Prompt - Quote the lines below word for word, starting with the line that contains "point: awning canopy" and continuing through the last line.

Data entries -
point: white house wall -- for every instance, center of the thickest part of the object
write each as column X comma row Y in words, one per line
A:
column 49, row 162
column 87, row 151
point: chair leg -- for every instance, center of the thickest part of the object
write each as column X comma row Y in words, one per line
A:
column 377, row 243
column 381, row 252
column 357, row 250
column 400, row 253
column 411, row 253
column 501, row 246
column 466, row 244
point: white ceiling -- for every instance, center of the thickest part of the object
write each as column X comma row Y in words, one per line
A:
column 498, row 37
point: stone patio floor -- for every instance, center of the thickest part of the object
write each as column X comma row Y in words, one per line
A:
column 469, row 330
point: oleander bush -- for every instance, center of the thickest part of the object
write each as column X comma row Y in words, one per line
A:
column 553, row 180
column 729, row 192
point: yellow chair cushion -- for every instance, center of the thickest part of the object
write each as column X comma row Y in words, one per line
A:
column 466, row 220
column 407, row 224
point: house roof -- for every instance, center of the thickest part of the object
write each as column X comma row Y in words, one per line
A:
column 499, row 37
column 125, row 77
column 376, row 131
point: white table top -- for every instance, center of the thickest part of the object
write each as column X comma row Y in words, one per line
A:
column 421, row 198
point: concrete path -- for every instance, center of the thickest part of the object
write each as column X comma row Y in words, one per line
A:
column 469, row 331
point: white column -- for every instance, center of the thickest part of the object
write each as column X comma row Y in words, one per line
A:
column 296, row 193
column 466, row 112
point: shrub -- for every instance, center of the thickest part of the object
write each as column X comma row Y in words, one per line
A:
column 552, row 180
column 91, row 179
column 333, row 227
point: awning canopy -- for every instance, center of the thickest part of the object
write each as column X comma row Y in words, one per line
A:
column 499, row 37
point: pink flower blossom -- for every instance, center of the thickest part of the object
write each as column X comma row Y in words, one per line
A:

Written solution -
point: awning canopy -- for every instance, center of the thickest part of the object
write each as column X comma row Y in words, one per line
A:
column 499, row 37
point: pink flower blossom -- for every instance, center of the thickest part of the object
write each as column X comma row Y in words, one per line
A:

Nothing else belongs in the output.